**DOCUMENT:**
──────

# The Seven Remissions of Sin according to Origen



## ServantofGod (Feb 24, 2008)

I have been reading a lot of material of the church fathers, and came across this by Origen. It really interested me, and I would like to share it. 

According to Catholicism(or the former Roman Church) there are seven ways to be forgiven of sins(verses included where applicable):

1. The obvious one- Baptism

2. The suffering of martyrdom

3. Almsgiving(Luke 11:41)

4. Forgiveness obtained by the forgiveness of others(Matthew 6:14-15)

5. When one converts a sinner from his ways, the one obtains forgiveness(James 5:20)

6. Through an abundance of charity(1 Peter 4:8)

7. The hard and laborious act of penance(Psalm 31)

It beaks my heart to see how they were/are so deceived by Satan into a works based salvation. How blessed we are that God has revealed the truth to us, and has allowed us to believe!

Any thoughts and/or discussion on this would be enjoyed and I believe profitable.


----------



## Puritan Sailor (Feb 25, 2008)

I think you need to be careful about throwing the early church into the same category as Rome. Origen is working from different presuppositions than Rome. In Origen's day, there was no Pope or system of indulgences, etc. So don't rush to judge him too quick. I think most of the early church fathers would be shocked that anyone would accuse them of earning salvation by works. They understood the necessity of faith and the person and work of Christ. But they were not clear on how works and faith were related. They were not asking those kind of questions yet. They were more concerned at the time with the Trinity, Christology, repeling Gnosticism, and surviving persecution. That is why they can dazzle you with brilliant insights at one moment, and then dissappoint you in the very next paragraph. Try to understand how they define the terms and discern their presuppositions first before judging them too harshly. I think is was DTK here who called them the "early church babies." They were still working on the basics, that we now build on.

──────

**PROVIDED DATA:**
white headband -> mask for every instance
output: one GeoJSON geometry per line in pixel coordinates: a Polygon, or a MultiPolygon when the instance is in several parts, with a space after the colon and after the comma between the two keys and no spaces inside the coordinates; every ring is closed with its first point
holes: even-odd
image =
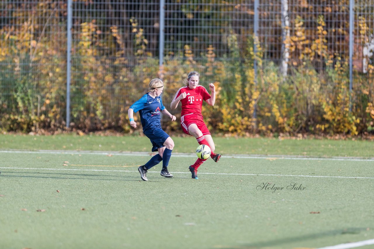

──────

**WHAT YOU WILL DO:**
1: Please repeat the stretch of the Origen thread from "## ServantofGod (Feb" through "of others(Matthew 6:14-15)", switching "Almsgiving" to "Giving to the poor".
2: In the Origen thread, what does Puritan Sailor say did not exist in Origen's day?

**ANSWERS FOR THE EXERCISE:**
1:
## ServantofGod (Feb 24, 2008)

I have been reading a lot of material of the church fathers, and came across this by Origen. It really interested me, and I would like to share it. 

According to Catholicism(or the former Roman Church) there are seven ways to be forgiven of sins(verses included where applicable):

1. The obvious one- Baptism

2. The suffering of martyrdom

3. Giving to the poor(Luke 11:41)

4. Forgiveness obtained by the forgiveness of others(Matthew 6:14-15)

2: There was no Pope or system of indulgences.